» **Source text**:
▬▬▬
A dysfunctional family falls apart in Avie Luthra's comedy drama starring Meera Syal

Director:

Mad, Sad & Bad Review

Our rating:
Rating: 1.0 Stars
(1.0)

A dysfunctional family falls apart in Avie Luthra's comedy drama starring Meera Syal

In her entertaining anthropology-lite book 'Watching The English', Kate Fox devotes a chapter to English humour, concluding that it's not so much that we're funnier than other nations but that we use humour as a way of coping with our profound social awkwardness. Whenever a conversation threatens to become serious or difficult, we can always retreat to a joke.

The dispiritingly awful Mad, Sad & Bad uses comedy like this - as a means of not saying anything. Its broad strokes raise the occasional smile, but that's not the point - the point is apparently to get through a film dealing with break-ups, suicide, depression, psychiatry and family ties without rousing the merest flicker of a real emotion. The clunking script feels at times like a bad first draft - in some scenes, lines of dialogue are pointlessly repeated as characters ask to be told something that someone has already said; in others, ashen cliches are rolled out as if they were revelations. The actors can't do much with what they've been given, and all the performances are either wooden or overplayed.
▬▬▬
(Annotation records)

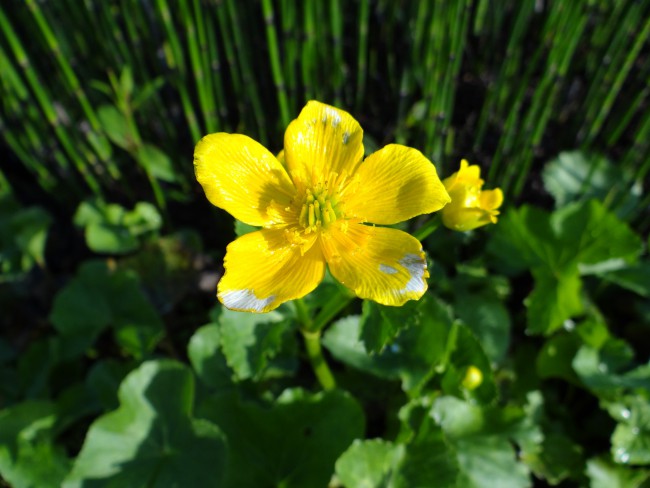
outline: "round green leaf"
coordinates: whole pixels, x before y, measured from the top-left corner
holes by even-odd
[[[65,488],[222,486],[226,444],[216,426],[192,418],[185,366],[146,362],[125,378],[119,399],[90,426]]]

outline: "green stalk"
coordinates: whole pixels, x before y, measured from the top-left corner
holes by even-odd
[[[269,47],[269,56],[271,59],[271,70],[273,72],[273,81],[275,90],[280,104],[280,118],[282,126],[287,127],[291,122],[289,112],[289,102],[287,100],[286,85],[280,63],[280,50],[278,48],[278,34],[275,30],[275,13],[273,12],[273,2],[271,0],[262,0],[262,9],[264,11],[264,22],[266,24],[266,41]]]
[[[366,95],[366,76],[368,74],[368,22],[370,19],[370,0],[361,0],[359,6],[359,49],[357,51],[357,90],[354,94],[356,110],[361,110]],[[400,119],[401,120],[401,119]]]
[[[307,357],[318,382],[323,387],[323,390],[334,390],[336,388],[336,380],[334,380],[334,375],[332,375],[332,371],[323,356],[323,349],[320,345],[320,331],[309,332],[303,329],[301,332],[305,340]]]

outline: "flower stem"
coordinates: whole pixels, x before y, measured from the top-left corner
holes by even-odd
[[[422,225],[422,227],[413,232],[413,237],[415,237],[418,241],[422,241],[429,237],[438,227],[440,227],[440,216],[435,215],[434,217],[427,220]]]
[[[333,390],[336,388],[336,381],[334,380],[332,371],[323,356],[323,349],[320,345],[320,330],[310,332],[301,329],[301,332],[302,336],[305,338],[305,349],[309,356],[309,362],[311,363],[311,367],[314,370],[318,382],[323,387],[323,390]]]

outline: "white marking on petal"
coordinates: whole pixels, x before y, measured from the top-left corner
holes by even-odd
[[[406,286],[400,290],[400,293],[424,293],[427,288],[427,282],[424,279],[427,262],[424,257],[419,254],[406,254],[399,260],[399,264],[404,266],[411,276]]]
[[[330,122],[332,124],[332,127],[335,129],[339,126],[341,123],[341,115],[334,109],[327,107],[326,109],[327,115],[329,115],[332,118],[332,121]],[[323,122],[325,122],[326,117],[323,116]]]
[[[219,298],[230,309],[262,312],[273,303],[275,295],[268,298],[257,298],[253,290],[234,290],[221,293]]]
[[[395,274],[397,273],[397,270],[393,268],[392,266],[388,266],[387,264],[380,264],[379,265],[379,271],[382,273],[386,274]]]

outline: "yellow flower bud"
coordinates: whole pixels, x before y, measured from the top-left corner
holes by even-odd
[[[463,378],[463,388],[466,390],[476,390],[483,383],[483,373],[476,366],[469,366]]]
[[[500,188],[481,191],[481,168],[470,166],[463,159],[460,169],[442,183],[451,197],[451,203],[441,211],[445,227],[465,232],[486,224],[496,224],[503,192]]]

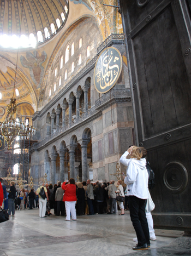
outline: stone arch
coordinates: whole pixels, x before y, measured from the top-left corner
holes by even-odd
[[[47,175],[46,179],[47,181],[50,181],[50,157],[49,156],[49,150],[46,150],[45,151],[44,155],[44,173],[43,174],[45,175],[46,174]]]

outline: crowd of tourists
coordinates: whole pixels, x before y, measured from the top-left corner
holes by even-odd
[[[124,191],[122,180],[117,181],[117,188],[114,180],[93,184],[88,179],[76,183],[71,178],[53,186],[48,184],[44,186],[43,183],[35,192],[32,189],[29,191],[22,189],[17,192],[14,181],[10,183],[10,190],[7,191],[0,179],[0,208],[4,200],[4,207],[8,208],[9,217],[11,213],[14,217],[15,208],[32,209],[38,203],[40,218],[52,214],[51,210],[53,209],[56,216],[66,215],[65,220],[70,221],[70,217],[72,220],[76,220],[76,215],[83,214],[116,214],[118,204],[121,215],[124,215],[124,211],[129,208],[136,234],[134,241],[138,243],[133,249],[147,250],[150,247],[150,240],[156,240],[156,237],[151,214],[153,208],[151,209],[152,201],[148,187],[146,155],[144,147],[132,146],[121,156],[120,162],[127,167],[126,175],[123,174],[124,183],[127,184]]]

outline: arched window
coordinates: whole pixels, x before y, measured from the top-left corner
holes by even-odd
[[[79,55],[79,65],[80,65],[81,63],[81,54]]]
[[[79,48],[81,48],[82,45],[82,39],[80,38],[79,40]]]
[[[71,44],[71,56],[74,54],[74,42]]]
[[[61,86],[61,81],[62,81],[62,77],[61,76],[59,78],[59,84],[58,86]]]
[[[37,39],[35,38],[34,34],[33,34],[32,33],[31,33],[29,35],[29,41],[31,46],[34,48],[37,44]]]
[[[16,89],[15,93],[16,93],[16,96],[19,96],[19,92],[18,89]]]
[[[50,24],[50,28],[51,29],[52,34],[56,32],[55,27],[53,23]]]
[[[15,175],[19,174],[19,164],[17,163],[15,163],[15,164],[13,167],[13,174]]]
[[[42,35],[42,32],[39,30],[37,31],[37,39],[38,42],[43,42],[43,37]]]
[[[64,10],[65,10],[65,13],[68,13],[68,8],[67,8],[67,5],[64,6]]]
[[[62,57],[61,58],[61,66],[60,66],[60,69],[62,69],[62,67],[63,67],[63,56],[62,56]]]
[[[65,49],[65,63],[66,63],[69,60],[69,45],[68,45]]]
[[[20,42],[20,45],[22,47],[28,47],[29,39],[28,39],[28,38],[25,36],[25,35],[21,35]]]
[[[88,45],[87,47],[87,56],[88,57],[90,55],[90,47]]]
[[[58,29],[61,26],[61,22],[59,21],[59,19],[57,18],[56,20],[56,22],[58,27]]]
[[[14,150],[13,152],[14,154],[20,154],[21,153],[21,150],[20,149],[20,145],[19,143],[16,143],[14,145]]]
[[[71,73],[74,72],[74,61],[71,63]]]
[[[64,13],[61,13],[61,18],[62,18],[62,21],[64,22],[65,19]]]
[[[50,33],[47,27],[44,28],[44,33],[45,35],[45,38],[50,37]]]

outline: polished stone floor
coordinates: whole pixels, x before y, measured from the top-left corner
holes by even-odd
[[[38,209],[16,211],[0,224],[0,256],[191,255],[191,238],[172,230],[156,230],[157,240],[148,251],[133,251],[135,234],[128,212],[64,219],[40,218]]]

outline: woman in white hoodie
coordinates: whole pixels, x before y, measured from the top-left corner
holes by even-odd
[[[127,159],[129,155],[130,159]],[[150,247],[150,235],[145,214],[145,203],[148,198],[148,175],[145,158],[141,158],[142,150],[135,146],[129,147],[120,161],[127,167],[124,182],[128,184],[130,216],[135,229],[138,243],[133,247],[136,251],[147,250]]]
▬▬▬
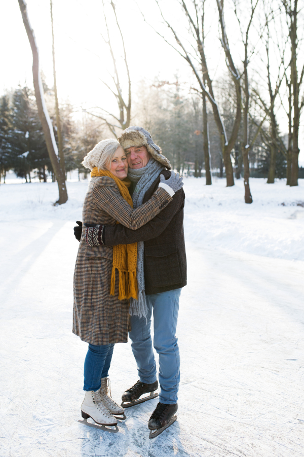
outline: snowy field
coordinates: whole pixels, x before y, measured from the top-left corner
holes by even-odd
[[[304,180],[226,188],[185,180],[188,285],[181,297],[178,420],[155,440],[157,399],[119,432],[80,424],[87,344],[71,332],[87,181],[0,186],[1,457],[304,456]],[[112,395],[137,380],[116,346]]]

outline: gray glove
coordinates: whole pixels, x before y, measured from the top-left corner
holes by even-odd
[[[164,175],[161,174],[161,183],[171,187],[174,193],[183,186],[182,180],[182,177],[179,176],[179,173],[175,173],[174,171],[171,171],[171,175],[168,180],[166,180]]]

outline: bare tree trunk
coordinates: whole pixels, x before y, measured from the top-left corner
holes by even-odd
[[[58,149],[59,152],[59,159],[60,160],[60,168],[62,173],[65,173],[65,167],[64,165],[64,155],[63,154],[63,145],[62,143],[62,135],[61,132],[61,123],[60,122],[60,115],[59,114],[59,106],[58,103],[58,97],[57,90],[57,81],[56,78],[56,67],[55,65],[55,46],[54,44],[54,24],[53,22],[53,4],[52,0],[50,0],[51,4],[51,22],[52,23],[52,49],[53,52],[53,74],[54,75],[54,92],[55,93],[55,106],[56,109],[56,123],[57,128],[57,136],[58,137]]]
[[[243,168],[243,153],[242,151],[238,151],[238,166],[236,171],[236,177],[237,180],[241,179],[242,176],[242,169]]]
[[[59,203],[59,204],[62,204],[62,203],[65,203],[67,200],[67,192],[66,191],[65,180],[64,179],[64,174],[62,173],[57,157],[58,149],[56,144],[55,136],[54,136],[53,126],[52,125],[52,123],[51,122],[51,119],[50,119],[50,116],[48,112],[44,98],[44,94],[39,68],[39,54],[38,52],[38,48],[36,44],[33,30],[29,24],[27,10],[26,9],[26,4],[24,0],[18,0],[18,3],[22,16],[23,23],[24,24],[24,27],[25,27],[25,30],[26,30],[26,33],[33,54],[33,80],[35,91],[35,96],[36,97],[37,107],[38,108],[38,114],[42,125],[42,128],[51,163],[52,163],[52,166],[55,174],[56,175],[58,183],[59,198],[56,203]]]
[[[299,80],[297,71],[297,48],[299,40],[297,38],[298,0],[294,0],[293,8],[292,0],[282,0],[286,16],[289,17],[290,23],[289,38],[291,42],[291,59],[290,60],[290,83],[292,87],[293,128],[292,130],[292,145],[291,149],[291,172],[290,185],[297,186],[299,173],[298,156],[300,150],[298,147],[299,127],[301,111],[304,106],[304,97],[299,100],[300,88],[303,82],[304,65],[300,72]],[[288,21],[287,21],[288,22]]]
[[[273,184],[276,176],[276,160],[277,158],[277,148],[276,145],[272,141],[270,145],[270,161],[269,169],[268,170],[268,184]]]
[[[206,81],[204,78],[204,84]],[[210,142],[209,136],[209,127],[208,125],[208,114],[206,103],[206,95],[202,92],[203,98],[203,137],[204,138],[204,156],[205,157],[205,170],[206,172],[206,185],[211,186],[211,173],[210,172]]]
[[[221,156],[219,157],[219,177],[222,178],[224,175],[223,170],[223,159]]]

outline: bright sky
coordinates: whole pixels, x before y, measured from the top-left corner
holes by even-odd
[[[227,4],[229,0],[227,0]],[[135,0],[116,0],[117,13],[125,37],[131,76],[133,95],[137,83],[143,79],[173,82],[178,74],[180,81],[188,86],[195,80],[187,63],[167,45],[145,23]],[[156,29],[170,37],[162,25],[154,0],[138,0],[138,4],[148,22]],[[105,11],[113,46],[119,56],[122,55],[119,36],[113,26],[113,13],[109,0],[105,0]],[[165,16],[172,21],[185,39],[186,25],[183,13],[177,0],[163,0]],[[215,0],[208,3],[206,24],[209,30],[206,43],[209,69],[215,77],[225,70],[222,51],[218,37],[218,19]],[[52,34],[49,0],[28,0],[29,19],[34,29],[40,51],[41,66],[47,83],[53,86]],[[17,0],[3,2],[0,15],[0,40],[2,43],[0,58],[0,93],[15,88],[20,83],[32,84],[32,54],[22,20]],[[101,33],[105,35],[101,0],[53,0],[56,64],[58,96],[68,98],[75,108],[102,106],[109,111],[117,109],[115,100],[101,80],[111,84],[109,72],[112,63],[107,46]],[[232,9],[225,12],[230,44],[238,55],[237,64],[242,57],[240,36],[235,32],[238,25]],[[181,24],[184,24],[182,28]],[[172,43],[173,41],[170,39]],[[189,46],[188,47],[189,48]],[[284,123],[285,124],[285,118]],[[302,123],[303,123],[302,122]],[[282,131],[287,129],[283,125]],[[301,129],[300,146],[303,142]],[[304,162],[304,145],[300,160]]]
▬▬▬
» **To be done**:
1. Copy word for word the stretch of the Mad, Sad & Bad review from "The dispiritingly awful" through "wooden or overplayed.".
2. According to the Mad, Sad & Bad review, what book by Kate Fox includes a chapter on English humour?

» **Task answers**:
1.
The dispiritingly awful Mad, Sad & Bad uses comedy like this - as a means of not saying anything. Its broad strokes raise the occasional smile, but that's not the point - the point is apparently to get through a film dealing with break-ups, suicide, depression, psychiatry and family ties without rousing the merest flicker of a real emotion. The clunking script feels at times like a bad first draft - in some scenes, lines of dialogue are pointlessly repeated as characters ask to be told something that someone has already said; in others, ashen cliches are rolled out as if they were revelations. The actors can't do much with what they've been given, and all the performances are either wooden or overplayed.

2. 'Watching The English'